# Start of Data provided

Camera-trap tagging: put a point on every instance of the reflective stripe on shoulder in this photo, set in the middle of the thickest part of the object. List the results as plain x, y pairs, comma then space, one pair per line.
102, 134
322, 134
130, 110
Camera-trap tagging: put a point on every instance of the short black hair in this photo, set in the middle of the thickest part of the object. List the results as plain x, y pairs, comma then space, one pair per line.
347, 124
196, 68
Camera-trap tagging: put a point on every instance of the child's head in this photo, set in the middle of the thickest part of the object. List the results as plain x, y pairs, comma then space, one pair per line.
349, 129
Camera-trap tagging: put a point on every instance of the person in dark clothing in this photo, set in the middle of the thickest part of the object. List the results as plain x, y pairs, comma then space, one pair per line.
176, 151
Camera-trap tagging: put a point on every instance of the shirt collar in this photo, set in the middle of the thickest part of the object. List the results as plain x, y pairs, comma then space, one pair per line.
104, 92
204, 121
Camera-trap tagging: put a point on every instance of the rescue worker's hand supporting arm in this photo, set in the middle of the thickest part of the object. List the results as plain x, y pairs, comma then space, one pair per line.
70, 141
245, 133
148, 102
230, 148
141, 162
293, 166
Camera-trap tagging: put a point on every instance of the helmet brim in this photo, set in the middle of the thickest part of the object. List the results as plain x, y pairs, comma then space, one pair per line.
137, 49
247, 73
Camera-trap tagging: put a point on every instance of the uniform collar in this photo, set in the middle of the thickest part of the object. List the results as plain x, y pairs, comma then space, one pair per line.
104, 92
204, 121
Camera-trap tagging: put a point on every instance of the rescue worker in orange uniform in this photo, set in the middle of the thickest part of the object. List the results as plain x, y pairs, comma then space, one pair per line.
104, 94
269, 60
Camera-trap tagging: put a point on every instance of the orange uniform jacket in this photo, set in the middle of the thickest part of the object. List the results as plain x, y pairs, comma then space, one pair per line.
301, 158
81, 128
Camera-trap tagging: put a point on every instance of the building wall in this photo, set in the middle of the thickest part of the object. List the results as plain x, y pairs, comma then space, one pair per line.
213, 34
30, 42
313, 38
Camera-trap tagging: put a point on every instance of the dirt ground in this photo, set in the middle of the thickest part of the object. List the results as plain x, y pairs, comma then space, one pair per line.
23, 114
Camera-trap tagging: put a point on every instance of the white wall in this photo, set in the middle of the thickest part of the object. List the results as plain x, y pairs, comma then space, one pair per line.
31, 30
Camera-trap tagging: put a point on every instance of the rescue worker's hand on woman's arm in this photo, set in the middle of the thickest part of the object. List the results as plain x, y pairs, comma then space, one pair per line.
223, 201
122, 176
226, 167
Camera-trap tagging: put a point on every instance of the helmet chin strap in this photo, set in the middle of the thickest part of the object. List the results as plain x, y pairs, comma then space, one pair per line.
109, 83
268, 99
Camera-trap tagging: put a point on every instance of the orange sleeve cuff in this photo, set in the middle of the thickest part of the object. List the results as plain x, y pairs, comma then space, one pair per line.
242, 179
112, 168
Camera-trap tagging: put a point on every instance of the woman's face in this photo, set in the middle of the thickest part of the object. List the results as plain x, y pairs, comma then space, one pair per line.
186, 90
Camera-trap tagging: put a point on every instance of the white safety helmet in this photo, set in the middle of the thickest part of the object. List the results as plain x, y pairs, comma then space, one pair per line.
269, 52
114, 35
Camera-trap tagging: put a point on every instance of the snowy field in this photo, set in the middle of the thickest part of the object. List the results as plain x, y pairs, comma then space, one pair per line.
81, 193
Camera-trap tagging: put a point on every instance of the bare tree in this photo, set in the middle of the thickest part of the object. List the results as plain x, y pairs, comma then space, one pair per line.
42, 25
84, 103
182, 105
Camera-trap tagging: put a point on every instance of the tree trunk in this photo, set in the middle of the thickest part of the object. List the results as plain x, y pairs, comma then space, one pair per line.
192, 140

# End of Data provided

#### Work to do:
Starting at the line that contains "Camera-trap tagging: put a point on every instance of the snowy", repeat each line exactly through the last one in the listing. Include both of those lines and nothing more.

#### Final answer:
Camera-trap tagging: put a point on every instance of the snowy field in this photo, set in the middle of the thickest part of the object. List the results as plain x, y pairs, comma then space, one pair per line.
81, 193
Camera-trap tagging: put a point on every instance of the bare tree in this photo, set in the middle of the thickest part of the object. List the results as plain x, y pairs, comma then space, one pair per line.
42, 25
84, 103
182, 105
Camera-trap tagging: put a point on every instance of the tree trunk in this photo, set in the middle of the thickest part of the object. List the results as plain x, y pairs, comma then space, one pair per line.
192, 140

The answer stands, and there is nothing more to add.